Requirement:
Find every line in the records that holds the string "fedora". Copy each one.

[Stored data entries]
• • • • • • •
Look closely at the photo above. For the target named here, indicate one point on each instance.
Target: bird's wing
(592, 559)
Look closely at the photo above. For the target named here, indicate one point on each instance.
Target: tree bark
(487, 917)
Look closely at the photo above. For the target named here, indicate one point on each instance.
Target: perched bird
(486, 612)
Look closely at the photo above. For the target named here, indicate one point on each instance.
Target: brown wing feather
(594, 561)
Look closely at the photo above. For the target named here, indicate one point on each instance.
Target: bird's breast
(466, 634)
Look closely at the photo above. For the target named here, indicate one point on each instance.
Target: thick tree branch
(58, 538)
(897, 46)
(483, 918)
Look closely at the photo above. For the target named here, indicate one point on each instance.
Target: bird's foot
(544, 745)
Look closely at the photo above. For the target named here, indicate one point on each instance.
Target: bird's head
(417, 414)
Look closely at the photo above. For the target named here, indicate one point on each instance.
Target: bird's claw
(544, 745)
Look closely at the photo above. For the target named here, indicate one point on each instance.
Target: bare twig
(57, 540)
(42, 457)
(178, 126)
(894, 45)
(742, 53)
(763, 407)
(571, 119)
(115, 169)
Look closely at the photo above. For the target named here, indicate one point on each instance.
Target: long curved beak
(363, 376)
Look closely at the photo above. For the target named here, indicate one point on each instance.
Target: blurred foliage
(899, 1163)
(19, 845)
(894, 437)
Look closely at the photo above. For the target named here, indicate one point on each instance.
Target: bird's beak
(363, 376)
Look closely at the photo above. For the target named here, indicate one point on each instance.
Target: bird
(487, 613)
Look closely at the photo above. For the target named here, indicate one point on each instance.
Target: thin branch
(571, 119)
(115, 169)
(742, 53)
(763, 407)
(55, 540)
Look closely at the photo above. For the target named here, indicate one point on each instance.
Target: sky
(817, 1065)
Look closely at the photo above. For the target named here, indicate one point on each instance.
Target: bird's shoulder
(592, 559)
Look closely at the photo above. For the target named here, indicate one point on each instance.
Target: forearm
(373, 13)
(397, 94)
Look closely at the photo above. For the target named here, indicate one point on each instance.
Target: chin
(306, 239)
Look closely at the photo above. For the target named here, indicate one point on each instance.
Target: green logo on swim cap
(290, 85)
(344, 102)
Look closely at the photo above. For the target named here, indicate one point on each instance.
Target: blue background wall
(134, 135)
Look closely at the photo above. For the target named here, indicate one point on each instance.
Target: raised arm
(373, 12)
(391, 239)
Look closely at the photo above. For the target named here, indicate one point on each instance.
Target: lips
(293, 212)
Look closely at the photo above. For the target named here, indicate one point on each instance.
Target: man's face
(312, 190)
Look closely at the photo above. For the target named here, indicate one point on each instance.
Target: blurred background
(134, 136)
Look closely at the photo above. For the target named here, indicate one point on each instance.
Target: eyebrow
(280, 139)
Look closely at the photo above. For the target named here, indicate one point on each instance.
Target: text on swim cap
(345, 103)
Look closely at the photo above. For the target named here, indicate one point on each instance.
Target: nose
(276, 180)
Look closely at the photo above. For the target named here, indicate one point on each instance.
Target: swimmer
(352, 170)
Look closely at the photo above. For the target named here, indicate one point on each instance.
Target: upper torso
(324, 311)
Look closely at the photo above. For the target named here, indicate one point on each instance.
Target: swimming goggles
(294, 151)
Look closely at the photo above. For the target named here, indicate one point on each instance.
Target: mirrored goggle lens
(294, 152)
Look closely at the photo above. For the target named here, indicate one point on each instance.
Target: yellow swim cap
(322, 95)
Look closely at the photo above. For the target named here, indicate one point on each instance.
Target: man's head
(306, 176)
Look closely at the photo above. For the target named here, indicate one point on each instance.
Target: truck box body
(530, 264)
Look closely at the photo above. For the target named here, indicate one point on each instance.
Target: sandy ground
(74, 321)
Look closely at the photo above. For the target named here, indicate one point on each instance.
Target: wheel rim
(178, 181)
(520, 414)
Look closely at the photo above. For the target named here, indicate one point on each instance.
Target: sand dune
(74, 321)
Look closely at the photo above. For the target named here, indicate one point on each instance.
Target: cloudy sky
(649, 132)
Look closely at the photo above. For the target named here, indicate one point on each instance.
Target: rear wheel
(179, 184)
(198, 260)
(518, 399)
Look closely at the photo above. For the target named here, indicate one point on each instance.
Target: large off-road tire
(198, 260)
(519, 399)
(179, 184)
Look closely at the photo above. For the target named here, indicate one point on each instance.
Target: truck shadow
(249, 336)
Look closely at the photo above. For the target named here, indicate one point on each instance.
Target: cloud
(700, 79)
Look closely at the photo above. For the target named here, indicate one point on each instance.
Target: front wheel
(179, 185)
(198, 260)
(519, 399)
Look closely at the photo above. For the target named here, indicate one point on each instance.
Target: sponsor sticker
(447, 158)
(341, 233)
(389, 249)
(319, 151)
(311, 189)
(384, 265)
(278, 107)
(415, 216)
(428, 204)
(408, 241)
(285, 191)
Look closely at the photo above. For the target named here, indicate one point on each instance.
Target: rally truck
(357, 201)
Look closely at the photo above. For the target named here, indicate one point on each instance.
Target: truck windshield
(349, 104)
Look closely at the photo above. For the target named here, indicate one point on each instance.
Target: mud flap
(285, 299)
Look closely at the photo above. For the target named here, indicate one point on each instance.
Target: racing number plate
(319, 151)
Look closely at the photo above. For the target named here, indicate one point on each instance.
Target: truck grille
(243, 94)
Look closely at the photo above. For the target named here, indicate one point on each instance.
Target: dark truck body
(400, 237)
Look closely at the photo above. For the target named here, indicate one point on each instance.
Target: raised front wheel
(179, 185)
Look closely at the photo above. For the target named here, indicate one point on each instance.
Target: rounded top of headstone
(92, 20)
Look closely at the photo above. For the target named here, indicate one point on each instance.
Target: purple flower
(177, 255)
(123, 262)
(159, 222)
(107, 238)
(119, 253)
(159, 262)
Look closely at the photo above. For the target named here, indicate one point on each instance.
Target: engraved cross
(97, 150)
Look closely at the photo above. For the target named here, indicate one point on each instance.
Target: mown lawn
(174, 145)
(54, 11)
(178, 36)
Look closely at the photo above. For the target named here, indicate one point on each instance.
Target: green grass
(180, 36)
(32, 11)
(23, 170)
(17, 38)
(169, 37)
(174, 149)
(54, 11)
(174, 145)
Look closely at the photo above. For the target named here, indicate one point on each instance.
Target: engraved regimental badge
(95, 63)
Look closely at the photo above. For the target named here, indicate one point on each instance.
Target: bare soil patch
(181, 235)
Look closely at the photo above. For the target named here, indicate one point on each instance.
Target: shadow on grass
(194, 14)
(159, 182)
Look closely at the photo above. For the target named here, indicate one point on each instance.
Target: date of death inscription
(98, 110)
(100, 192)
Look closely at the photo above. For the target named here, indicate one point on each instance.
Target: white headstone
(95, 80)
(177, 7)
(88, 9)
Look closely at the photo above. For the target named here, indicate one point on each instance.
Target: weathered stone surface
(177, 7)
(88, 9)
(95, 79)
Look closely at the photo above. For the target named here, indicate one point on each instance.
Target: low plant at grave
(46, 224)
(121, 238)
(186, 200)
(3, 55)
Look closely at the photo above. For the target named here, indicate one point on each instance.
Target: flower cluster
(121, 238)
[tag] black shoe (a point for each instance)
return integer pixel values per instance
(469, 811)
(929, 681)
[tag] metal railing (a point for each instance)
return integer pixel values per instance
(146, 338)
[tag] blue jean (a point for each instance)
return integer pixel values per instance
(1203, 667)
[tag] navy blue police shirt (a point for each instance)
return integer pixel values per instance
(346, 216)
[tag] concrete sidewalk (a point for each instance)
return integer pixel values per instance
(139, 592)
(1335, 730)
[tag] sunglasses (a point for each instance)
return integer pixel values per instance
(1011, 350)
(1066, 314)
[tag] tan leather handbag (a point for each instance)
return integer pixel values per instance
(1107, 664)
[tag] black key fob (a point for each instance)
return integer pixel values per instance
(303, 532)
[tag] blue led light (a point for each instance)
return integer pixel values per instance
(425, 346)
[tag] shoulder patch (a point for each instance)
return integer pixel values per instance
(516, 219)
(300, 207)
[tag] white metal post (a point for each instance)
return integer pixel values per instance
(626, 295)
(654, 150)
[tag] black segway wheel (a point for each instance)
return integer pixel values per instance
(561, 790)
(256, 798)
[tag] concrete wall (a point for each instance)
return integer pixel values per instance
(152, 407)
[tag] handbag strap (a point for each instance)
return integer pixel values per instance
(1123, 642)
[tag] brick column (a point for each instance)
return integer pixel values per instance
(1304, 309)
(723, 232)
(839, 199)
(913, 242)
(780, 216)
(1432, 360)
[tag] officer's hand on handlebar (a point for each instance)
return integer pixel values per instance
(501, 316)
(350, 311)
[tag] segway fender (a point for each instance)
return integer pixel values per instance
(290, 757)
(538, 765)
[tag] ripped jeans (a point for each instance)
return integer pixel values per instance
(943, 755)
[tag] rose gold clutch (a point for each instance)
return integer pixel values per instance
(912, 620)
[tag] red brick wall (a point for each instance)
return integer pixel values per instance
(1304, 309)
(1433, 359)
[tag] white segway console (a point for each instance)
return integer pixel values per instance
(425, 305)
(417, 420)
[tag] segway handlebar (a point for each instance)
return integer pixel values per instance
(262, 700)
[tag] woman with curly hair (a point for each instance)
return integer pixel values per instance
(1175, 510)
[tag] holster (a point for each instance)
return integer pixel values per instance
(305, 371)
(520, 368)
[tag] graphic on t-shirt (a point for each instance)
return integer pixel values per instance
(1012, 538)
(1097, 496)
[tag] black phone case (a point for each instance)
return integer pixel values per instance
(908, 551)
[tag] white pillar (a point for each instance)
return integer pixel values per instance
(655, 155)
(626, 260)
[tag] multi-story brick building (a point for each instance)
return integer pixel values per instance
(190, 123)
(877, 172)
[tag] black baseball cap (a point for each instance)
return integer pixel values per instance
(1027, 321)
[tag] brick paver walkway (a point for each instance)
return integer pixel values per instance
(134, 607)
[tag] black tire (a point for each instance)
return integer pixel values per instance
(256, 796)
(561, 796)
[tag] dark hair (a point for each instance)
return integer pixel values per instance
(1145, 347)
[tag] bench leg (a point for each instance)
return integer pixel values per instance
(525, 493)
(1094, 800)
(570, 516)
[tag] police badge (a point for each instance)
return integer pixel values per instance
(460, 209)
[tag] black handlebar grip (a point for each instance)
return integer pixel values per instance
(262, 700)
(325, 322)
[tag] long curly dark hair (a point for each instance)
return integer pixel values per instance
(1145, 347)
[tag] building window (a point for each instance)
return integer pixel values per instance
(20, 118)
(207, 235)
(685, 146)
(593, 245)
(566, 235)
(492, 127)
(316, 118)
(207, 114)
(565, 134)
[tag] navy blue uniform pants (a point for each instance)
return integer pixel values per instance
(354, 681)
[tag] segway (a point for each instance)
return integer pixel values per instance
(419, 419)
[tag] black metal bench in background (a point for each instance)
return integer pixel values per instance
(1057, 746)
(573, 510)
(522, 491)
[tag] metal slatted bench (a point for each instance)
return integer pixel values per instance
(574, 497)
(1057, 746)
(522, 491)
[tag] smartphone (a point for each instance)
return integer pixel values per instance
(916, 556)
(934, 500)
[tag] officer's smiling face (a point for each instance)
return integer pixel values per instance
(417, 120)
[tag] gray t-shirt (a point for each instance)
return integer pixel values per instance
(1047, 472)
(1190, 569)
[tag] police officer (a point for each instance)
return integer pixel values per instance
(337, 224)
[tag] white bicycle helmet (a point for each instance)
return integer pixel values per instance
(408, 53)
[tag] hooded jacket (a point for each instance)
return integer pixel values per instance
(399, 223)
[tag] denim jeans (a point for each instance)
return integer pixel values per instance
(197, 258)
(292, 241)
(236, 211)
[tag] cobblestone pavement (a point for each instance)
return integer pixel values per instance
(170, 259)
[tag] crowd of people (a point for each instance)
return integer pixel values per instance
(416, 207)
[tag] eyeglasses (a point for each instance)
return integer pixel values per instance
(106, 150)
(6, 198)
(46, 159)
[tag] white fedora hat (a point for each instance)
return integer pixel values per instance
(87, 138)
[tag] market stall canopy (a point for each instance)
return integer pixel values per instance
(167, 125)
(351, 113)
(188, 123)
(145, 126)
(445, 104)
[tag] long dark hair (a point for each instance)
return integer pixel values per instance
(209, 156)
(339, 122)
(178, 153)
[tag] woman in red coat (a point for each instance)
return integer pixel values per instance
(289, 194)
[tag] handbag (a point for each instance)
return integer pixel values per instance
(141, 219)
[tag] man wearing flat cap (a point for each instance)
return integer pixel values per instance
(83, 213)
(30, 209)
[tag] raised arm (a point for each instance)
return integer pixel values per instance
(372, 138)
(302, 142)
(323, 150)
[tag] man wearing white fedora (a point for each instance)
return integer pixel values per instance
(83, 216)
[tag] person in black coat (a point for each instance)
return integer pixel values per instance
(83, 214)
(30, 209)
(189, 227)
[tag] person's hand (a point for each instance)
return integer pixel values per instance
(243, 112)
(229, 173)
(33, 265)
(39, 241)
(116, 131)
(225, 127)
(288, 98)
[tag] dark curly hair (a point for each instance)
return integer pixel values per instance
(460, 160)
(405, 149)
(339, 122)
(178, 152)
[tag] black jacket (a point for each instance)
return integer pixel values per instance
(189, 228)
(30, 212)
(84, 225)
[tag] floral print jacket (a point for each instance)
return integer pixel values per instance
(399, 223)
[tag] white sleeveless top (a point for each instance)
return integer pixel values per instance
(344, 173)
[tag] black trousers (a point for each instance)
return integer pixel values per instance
• • • • • • •
Output of the exercise:
[tag] white fedora hat (a point for each instance)
[tag] man wearing white fedora (a point for each instance)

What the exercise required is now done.